● WORK TO COMPLETE:
Beginning with the line where "For the pointing benchmark, tag the autumn" appears, restate the lines word for word through the last one in the listing.

● RECORDS PROVIDED:

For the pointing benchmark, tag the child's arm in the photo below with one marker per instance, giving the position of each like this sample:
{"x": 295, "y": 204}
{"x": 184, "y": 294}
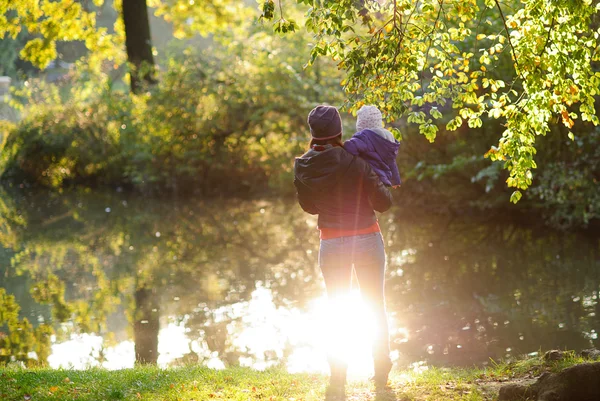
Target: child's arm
{"x": 355, "y": 146}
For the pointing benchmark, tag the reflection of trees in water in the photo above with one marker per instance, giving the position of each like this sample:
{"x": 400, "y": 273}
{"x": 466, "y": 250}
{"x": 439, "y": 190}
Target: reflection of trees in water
{"x": 452, "y": 283}
{"x": 87, "y": 254}
{"x": 473, "y": 291}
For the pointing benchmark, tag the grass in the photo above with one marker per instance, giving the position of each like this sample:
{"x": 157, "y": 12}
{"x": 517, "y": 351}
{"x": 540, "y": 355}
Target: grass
{"x": 200, "y": 383}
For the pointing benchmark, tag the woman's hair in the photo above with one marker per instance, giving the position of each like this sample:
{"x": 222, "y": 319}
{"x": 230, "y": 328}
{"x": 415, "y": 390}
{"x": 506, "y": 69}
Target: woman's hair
{"x": 322, "y": 142}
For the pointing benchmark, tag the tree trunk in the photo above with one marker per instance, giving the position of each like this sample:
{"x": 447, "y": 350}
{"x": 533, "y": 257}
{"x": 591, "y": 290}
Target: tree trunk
{"x": 138, "y": 43}
{"x": 145, "y": 326}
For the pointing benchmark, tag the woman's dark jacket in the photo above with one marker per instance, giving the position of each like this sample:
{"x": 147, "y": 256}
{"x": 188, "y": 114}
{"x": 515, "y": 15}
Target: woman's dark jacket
{"x": 341, "y": 188}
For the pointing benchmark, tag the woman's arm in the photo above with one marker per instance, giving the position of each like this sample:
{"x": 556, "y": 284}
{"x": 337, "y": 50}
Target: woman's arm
{"x": 379, "y": 195}
{"x": 303, "y": 198}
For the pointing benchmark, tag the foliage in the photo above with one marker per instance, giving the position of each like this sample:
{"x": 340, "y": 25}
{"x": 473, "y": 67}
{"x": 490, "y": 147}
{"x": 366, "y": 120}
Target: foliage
{"x": 423, "y": 59}
{"x": 48, "y": 22}
{"x": 205, "y": 128}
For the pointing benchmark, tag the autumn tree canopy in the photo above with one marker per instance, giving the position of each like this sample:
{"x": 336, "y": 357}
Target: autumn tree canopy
{"x": 528, "y": 64}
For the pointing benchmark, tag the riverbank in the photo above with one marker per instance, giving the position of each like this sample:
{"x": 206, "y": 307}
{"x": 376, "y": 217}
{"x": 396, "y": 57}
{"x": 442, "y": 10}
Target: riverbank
{"x": 200, "y": 383}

● OUTPUT FOR THIS TASK:
For the pointing benchmark, tag the autumn tree canopy in the photo above with one marker per instance, giving the position of each like this sample:
{"x": 336, "y": 357}
Target: autumn tree canopy
{"x": 528, "y": 64}
For the pointing benchmark, tag the riverbank in the photo above with one marker per instance, giving the position of each like this sample:
{"x": 206, "y": 307}
{"x": 376, "y": 217}
{"x": 396, "y": 57}
{"x": 442, "y": 10}
Target: riverbank
{"x": 200, "y": 383}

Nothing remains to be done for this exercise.